* **Input data**:
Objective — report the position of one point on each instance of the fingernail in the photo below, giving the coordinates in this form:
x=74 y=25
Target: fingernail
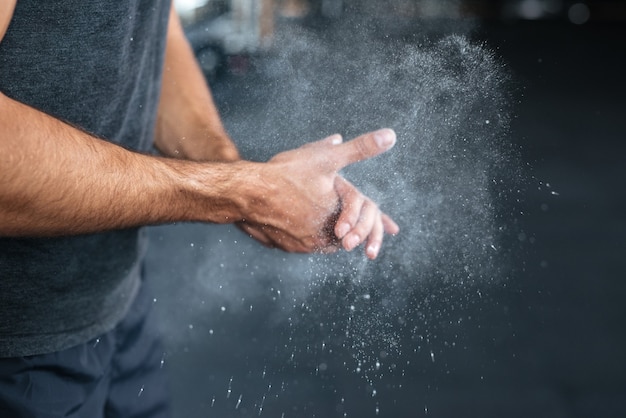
x=385 y=138
x=352 y=241
x=342 y=230
x=372 y=250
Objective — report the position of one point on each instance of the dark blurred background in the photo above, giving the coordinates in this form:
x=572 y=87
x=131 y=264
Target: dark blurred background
x=549 y=341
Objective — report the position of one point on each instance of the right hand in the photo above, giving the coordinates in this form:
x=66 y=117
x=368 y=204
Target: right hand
x=306 y=206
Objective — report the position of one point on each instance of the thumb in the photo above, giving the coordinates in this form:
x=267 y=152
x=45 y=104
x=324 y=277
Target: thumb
x=362 y=147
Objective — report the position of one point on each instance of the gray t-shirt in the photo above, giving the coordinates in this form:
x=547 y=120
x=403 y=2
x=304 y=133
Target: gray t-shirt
x=97 y=65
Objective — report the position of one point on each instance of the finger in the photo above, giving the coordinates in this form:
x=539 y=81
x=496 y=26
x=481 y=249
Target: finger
x=363 y=228
x=351 y=201
x=375 y=239
x=361 y=148
x=389 y=225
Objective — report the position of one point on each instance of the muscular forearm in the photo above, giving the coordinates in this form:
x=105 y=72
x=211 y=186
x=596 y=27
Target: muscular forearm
x=188 y=123
x=58 y=180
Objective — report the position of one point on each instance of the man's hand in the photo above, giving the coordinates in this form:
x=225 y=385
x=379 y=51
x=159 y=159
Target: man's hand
x=308 y=207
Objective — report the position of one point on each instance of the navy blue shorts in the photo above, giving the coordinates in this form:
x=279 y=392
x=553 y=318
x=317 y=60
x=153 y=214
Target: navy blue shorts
x=119 y=374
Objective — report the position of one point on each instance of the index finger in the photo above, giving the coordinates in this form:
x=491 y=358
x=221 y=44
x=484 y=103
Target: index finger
x=362 y=147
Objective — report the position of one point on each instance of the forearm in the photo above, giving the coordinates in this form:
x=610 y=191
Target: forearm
x=58 y=180
x=188 y=124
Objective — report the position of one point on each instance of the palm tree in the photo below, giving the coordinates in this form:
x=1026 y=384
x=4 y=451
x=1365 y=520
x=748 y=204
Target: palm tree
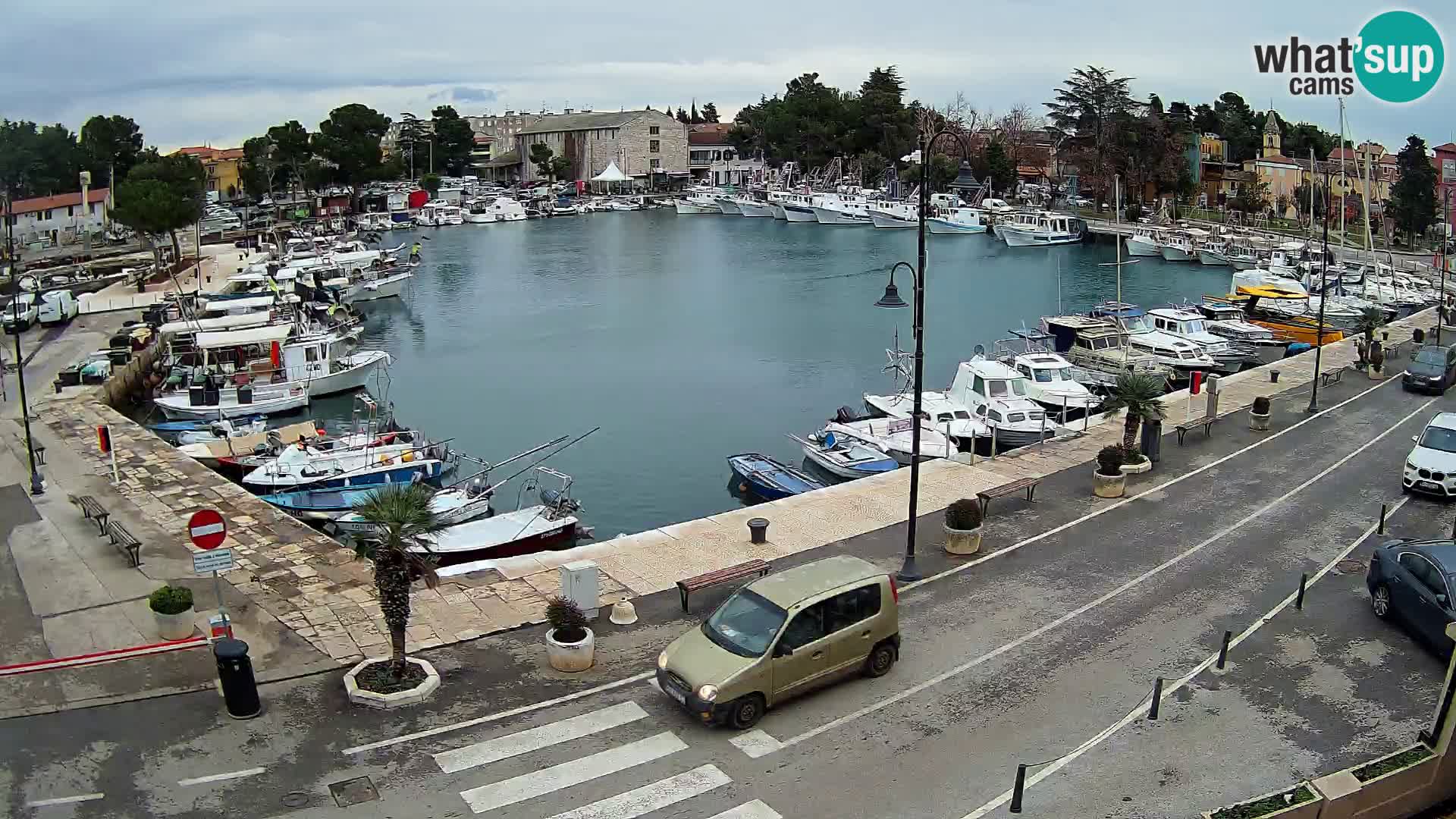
x=1141 y=395
x=403 y=521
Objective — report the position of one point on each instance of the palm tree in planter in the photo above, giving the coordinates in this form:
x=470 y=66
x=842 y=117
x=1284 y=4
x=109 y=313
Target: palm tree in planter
x=402 y=522
x=1141 y=394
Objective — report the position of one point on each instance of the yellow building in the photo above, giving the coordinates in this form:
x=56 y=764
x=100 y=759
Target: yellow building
x=223 y=180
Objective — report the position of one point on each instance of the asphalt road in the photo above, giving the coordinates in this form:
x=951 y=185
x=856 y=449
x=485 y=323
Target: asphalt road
x=1044 y=651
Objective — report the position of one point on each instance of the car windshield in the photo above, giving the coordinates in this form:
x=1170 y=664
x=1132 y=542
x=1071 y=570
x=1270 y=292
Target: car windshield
x=745 y=624
x=1439 y=438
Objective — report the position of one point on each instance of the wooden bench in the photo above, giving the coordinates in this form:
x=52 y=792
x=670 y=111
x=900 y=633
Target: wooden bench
x=1030 y=484
x=1190 y=426
x=746 y=569
x=126 y=541
x=93 y=512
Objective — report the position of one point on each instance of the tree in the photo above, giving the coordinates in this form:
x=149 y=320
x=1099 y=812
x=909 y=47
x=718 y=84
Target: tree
x=405 y=528
x=455 y=140
x=1413 y=196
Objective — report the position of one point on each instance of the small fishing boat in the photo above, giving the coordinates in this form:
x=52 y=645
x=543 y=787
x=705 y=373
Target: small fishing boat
x=767 y=479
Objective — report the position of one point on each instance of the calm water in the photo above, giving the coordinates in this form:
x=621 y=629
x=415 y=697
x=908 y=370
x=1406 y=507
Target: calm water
x=689 y=338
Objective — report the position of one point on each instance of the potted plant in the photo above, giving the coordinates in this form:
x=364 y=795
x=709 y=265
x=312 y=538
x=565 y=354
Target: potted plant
x=172 y=608
x=1109 y=479
x=963 y=528
x=570 y=643
x=1260 y=414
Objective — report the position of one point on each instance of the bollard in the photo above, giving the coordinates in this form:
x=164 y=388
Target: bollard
x=235 y=672
x=1017 y=790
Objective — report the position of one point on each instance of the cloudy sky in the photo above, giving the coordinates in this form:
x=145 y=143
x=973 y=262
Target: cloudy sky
x=218 y=74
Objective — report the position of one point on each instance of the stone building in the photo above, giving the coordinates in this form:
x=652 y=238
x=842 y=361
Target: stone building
x=648 y=146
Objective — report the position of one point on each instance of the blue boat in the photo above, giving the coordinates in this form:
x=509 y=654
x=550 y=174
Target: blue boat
x=767 y=479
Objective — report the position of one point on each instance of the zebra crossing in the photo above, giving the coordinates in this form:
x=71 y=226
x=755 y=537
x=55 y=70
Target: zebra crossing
x=523 y=792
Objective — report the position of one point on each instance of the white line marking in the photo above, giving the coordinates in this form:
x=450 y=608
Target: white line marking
x=755 y=809
x=498 y=716
x=651 y=798
x=574 y=773
x=1085 y=608
x=1130 y=499
x=538 y=738
x=64 y=799
x=220 y=777
x=1183 y=681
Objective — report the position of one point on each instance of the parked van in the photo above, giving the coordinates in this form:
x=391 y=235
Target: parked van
x=783 y=635
x=58 y=306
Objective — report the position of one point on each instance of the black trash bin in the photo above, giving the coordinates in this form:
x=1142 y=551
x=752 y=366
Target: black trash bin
x=235 y=672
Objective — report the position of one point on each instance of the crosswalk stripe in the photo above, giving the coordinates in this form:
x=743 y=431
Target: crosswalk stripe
x=755 y=809
x=538 y=738
x=651 y=798
x=574 y=773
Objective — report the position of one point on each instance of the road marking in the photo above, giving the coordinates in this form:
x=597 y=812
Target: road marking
x=1130 y=499
x=538 y=738
x=755 y=809
x=651 y=798
x=498 y=714
x=64 y=800
x=220 y=777
x=1168 y=689
x=574 y=773
x=1085 y=608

* **What to produce**:
Please give the number of lines in the entries above that hold "below", with no other words.

* **Result of this exercise**:
2